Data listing
[Start]
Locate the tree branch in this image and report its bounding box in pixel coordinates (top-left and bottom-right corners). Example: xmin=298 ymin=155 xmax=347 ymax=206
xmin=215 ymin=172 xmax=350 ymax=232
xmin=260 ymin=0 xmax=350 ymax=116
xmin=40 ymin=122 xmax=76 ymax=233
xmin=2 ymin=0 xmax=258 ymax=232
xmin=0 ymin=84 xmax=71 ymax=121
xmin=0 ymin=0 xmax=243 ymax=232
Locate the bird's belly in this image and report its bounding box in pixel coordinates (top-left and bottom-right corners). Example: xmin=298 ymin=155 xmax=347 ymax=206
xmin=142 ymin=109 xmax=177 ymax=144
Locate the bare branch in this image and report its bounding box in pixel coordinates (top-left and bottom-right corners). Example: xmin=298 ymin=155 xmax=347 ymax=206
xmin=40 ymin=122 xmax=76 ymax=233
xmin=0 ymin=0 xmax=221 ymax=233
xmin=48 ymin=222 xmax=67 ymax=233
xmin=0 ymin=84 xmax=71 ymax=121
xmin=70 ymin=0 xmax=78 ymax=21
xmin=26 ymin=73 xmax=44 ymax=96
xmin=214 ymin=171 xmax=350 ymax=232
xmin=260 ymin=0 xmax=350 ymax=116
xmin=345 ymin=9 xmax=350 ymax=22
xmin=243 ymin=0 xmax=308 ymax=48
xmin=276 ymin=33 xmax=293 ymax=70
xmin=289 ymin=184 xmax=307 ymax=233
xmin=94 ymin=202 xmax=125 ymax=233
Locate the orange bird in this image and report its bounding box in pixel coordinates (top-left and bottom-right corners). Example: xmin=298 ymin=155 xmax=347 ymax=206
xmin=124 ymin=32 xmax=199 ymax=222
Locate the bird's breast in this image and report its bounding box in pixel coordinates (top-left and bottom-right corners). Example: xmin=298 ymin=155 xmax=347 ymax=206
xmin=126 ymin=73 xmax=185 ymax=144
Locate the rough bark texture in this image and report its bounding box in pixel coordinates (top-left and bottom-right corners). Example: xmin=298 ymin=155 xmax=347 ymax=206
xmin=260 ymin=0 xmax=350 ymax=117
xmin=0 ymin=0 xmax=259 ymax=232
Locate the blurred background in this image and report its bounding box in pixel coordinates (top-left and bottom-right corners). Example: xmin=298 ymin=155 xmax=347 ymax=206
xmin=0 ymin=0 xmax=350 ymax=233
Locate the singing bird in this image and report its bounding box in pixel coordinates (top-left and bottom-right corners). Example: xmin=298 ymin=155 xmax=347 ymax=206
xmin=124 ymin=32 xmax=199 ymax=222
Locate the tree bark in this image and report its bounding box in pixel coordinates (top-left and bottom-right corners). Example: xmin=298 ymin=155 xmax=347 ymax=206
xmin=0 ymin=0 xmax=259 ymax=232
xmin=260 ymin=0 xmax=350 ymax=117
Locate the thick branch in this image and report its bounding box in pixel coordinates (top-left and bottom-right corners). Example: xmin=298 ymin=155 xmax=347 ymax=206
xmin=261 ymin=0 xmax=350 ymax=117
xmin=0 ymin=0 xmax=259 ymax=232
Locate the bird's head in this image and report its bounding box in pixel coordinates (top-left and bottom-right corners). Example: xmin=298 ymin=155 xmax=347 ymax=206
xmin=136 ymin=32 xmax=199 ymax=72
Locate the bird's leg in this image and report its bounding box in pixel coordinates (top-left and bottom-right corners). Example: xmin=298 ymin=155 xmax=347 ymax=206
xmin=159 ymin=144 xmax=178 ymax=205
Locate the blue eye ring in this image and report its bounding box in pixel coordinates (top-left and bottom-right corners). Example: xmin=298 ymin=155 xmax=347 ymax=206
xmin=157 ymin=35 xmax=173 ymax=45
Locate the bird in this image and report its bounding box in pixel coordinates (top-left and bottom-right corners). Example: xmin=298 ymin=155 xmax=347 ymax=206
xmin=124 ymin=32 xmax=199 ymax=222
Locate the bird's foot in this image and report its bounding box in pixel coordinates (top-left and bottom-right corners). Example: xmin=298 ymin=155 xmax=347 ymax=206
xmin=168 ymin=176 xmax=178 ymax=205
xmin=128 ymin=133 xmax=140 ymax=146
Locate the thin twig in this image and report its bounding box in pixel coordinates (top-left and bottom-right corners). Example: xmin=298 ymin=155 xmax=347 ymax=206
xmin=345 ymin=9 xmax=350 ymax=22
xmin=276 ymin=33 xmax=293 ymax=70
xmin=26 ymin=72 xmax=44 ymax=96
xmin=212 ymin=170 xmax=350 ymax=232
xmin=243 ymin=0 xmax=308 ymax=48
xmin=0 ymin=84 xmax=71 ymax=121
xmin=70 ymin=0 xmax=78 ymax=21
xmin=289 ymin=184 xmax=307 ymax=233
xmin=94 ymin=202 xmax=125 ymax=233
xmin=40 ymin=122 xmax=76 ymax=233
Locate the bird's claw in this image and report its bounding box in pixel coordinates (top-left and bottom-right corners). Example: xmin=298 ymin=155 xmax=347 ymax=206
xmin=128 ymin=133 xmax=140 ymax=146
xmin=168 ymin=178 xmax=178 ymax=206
[End]
[Start]
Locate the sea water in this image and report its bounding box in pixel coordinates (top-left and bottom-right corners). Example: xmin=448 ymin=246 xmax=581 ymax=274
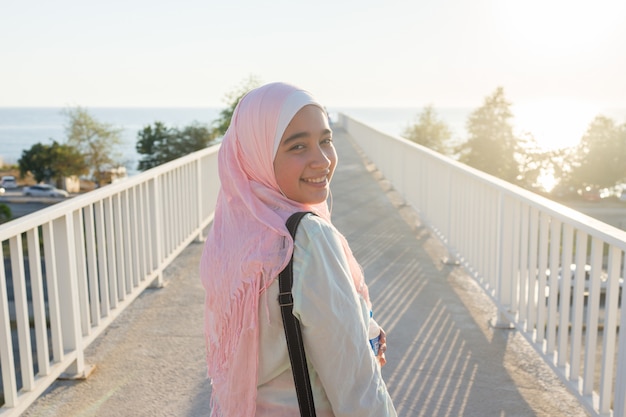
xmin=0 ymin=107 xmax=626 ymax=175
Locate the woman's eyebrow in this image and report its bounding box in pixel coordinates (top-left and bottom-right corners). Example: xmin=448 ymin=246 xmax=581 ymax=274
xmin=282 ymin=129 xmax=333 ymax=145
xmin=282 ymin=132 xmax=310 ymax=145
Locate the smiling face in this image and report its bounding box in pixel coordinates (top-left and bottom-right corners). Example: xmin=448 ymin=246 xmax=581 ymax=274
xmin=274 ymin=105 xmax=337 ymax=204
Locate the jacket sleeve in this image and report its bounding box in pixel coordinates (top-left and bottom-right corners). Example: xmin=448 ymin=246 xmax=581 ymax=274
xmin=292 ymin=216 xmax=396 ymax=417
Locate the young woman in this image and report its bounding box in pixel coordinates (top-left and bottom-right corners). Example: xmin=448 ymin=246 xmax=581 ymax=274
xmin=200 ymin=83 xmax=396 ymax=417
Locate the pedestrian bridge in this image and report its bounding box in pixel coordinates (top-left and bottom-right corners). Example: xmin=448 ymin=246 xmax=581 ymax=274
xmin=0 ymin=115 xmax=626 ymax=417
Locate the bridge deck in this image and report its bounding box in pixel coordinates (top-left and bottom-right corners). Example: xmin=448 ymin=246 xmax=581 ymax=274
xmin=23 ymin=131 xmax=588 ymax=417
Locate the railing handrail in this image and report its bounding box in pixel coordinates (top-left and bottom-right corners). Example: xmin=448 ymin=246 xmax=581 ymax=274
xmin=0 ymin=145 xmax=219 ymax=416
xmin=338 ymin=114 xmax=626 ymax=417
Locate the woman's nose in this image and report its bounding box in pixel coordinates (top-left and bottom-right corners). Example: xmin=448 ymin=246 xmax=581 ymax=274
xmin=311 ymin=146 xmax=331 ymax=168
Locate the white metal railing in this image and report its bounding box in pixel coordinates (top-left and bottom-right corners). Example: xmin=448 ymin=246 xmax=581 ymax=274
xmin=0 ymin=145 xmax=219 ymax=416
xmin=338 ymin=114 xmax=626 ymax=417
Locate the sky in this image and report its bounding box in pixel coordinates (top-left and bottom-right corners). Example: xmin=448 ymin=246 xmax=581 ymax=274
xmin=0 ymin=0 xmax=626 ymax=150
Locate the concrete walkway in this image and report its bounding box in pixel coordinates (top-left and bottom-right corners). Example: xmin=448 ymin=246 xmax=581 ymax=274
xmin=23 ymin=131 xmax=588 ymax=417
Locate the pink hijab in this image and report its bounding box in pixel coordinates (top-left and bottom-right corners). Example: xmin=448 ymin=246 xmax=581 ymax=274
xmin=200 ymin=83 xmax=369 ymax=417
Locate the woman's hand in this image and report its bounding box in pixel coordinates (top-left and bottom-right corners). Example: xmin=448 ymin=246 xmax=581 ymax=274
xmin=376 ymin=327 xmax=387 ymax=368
[End]
DIRECTION
Copy out, word for word, the stretch of the listing above from the line containing "Locate the sky" through the line containing "xmin=200 ymin=83 xmax=369 ymax=417".

TASK ANSWER
Locate the sky in this image and report its bounding box in pixel coordinates (top-left and bottom-right corners). Example: xmin=448 ymin=246 xmax=581 ymax=274
xmin=0 ymin=0 xmax=626 ymax=150
Locate the concrete walkway in this image and report its bounding box in pixel coordinates (top-left and bottom-right corners). Example: xmin=448 ymin=246 xmax=581 ymax=274
xmin=23 ymin=131 xmax=588 ymax=417
Locate the pink hijab in this image and report its bounding box in pixel coordinates (top-left and bottom-right corners). Example: xmin=448 ymin=246 xmax=581 ymax=274
xmin=200 ymin=83 xmax=369 ymax=417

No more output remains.